**Text shown**
== Segment start ==

Re St. Thomas the Martyr Newcastle upon Tyne [2021] ECC New 1

A major reordering was proposed in order to accommodate a huge increase in use of the church following its designation as new Resource Church. The proposed works included replacement of pews with chairs, creation of meeting rooms in the galleries, facilities for hospitality, and a baptistry for full immersion. The Chancellor granted a faculty, being satisfied that the works were necessary to meet the church's needs and support its mission, and that  the needs outweighed the consequential loss of special architectural and/or historic interest that would necessarily follow.

Re St. Thomas the Martyr Newcastle upon Tyne [2023] ECC New 6

A faculty had been granted in 2021 ([2021] ECC New 1) for a major reordering to meet the church's needs and support its mission following its designation as a Resource Church. The present petition proposed the restoration of the Harrison & Harrison organ (which was no longer in a playable condition) in two phases over a period of ten years. One person objected on grounds of cost, but did not wish to become a party to the proceedings. The Chancellor granted a faculty for the first phase of the work to be completed within five years, with leave for the petitioner to apply in five years' time for an extension of the faculty to authorise the second phase.

== Segment end ==

Saved entries:
== Segment start ==

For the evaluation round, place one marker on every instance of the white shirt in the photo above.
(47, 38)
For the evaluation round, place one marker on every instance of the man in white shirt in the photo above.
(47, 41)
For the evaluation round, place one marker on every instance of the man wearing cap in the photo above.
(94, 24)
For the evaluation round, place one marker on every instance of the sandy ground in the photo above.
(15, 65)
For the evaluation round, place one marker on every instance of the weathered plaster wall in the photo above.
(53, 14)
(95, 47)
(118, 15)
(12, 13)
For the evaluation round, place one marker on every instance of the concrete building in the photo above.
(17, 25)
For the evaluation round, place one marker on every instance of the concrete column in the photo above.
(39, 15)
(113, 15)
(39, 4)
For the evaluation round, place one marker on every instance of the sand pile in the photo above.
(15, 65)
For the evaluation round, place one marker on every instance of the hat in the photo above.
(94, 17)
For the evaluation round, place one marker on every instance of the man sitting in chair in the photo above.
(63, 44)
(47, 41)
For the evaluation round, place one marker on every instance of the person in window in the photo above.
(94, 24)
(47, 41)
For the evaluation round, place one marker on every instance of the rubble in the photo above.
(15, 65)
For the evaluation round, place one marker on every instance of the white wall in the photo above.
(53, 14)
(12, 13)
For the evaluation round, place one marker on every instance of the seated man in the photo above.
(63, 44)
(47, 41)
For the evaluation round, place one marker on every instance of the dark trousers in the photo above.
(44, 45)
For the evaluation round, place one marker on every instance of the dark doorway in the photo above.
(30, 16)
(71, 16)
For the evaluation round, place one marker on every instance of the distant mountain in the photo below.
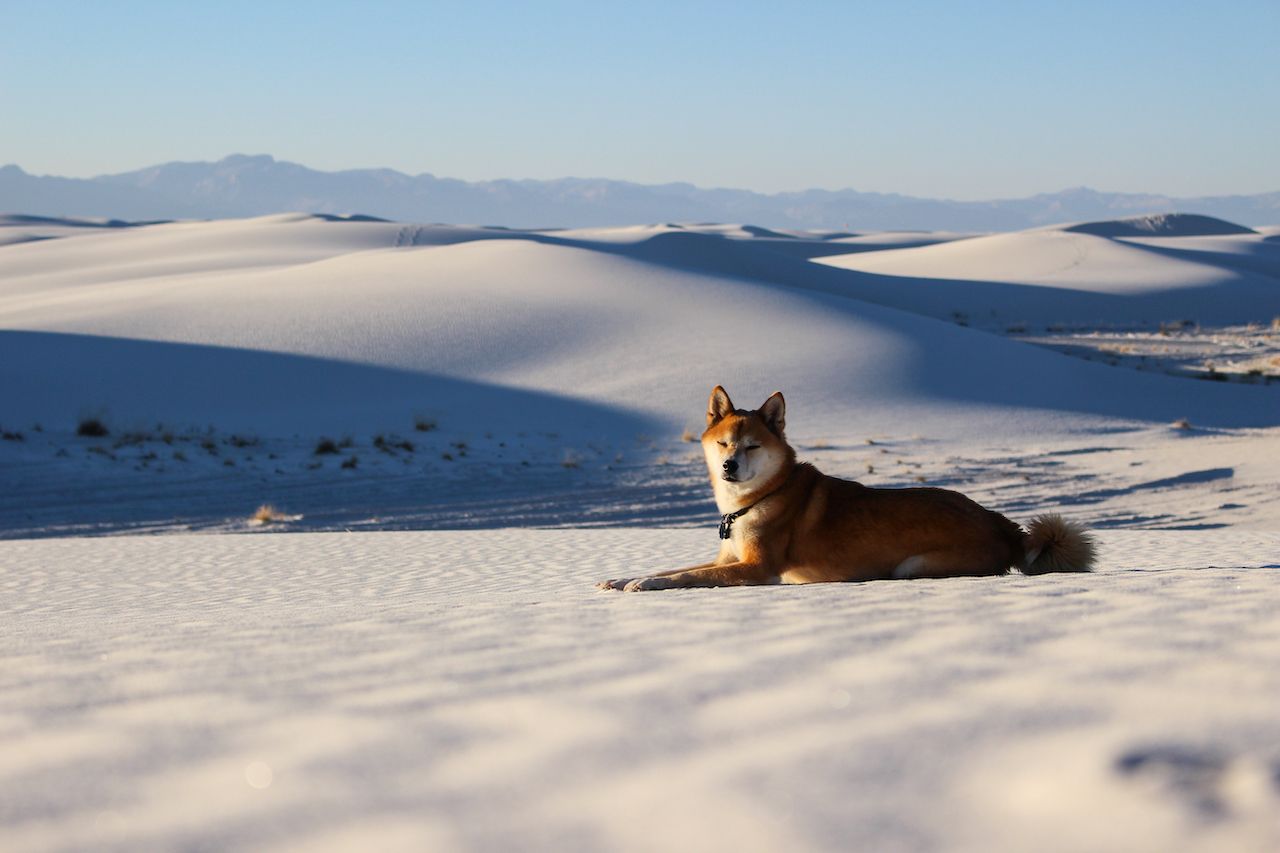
(251, 186)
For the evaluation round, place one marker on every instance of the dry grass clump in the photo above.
(393, 443)
(266, 515)
(92, 428)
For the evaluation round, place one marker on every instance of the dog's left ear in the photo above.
(775, 413)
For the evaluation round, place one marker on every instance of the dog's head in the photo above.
(745, 447)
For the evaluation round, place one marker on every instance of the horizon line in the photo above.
(638, 183)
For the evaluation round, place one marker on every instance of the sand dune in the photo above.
(574, 315)
(1101, 273)
(471, 690)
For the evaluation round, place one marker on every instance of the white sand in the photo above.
(471, 690)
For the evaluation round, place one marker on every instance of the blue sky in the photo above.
(963, 100)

== Segment end ==

**Task instructions**
1. Retype the case summaries on St. Thomas the Martyr, taking everything from "Re St. Thomas the Martyr Newcastle upon Tyne [2021]" down to "would necessarily follow.".
2. Continue the case summaries on St. Thomas the Martyr from the point where they stop.

**Responses by item number**
1.
Re St. Thomas the Martyr Newcastle upon Tyne [2021] ECC New 1

A major reordering was proposed in order to accommodate a huge increase in use of the church following its designation as new Resource Church. The proposed works included replacement of pews with chairs, creation of meeting rooms in the galleries, facilities for hospitality, and a baptistry for full immersion. The Chancellor granted a faculty, being satisfied that the works were necessary to meet the church's needs and support its mission, and that  the needs outweighed the consequential loss of special architectural and/or historic interest that would necessarily follow.

2.
Re St. Thomas the Martyr Up Holland [2019] ECC Liv 4

The church, which is listed Grade I, dates back to the 14th century, but the current layout is Victorian. The proposals included removal of the screens on either side of the chancel steps and their relocation on the east wall of the church, adjacent to the high altar and slightly behind the riddle posts, as well as some alterations to the choir stalls. The Chancellor was satisfied that the benefits of the proposals - allowing the congregation to engage more with the Eucharist, due to improved sight lines, and greater flexibility of use for the reordered space - would outweigh what he considered to be a low degree of harm to the church as a building of special architectural or historic interest, and he granted a faculty.

Re St. Thomas Trowbridge [2018] ECC Sal 1

The petition proposed a substantial reordering, to include: replacement of the remaining pews and some green upholstered chairs with metal framed chairs upholstered in neutral-coloured fabric; the lowering of the timber pew platforms to create a level floor in the nave; the removal of some of the chancel furniture; new lighting and audio-visual equipment; and various repairs. The Chancellor granted a faculty for the majority of the items, but was not prepared for the lectern and reader's desk to be removed, being part of the church's set of liturgical furniture. He also required that once the worn carpet on the chancel step had been removed, the step should remain uncovered.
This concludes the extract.